TASK TO COMPLETE: Each line of the data should be given again exactly.

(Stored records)
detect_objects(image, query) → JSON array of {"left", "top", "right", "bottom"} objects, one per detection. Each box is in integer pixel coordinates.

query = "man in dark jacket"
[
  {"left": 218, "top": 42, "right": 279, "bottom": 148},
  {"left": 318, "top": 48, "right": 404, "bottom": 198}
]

RESPONSE AREA:
detect_objects(image, query) → JSON array of {"left", "top", "right", "bottom"} objects, one per detection. Each box is in integer pixel coordinates.

query = "man in dark jacket"
[
  {"left": 218, "top": 42, "right": 279, "bottom": 148},
  {"left": 318, "top": 48, "right": 404, "bottom": 198}
]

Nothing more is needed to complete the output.